Escuto também e isso é o mais difícil de formular, algo que se repete nas mulheres. Um desamparo antigo. Uma cultura que ensina a suportar, a esperar, a não partir. A paciência que cabe em todo momento. Há algo nisso que excede a culpa individual, que antecede cada história singular, que vem de longe, tão longe que parece natureza quando é história.

Mais de cem anos atrás, um homem negro brasileiro escreveu no Correio da Noite: Deixem as mulheres amarem à vontade. Não as matem. Era Lima Barreto. Era 1915.

Em 2024, quatro mulheres foram assassinadas por dia no Brasil. Nada mudou o suficiente.

O feminicídio nos confronta com o insuportável. Mas antes do feminicídio há um longo corredor de violências menores que preparam o caminho. E antes desse corredor, há a formação dos homens. O modo como aprendemos a desejar, a temer, a calar. A impossibilidade de reconhecer o outro como outro, não como extensão, não como posse, não como espelho que deve devolver a imagem que precisamos ver.

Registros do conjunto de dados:

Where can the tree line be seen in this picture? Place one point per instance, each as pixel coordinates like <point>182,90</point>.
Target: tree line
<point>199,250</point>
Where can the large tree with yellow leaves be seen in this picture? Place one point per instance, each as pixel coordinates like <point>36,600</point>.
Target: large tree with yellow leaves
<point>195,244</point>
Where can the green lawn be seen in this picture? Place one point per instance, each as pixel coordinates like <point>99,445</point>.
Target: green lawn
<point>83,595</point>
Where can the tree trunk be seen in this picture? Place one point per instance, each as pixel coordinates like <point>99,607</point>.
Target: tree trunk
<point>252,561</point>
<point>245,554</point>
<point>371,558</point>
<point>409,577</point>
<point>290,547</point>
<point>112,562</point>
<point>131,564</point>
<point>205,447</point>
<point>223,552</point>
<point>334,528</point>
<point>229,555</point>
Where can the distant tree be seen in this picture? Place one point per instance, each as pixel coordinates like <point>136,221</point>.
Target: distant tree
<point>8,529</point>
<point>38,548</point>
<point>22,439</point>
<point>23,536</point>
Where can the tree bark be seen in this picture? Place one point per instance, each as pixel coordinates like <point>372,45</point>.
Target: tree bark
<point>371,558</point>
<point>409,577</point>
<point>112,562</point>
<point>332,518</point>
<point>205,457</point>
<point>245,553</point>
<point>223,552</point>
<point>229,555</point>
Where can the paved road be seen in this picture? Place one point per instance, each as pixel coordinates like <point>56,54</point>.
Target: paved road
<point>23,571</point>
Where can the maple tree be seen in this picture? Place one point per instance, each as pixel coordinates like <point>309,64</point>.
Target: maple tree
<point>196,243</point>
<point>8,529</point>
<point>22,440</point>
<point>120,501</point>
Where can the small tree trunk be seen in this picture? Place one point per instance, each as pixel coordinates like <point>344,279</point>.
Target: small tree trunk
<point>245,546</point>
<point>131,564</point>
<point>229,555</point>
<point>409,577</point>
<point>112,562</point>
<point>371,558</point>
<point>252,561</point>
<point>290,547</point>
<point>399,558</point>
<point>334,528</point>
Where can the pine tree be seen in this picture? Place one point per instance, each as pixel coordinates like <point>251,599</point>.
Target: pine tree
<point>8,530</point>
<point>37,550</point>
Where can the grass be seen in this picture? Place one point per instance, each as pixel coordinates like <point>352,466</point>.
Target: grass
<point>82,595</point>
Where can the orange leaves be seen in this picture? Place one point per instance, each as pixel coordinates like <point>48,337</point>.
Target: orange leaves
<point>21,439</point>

**O QUE FAZER**
Reescreva o trecho do texto sobre feminicídio que começa em "Mais de cem" e termina em "que precisamos ver.", atualizando-o com "percurso" no lugar de "corredor".

**RESPOSTA CORRETA**
Mais de cem anos atrás, um homem negro brasileiro escreveu no Correio da Noite: Deixem as mulheres amarem à vontade. Não as matem. Era Lima Barreto. Era 1915.

Em 2024, quatro mulheres foram assassinadas por dia no Brasil. Nada mudou o suficiente.

O feminicídio nos confronta com o insuportável. Mas antes do feminicídio há um longo percurso de violências menores que preparam o caminho. E antes desse percurso, há a formação dos homens. O modo como aprendemos a desejar, a temer, a calar. A impossibilidade de reconhecer o outro como outro, não como extensão, não como posse, não como espelho que deve devolver a imagem que precisamos ver.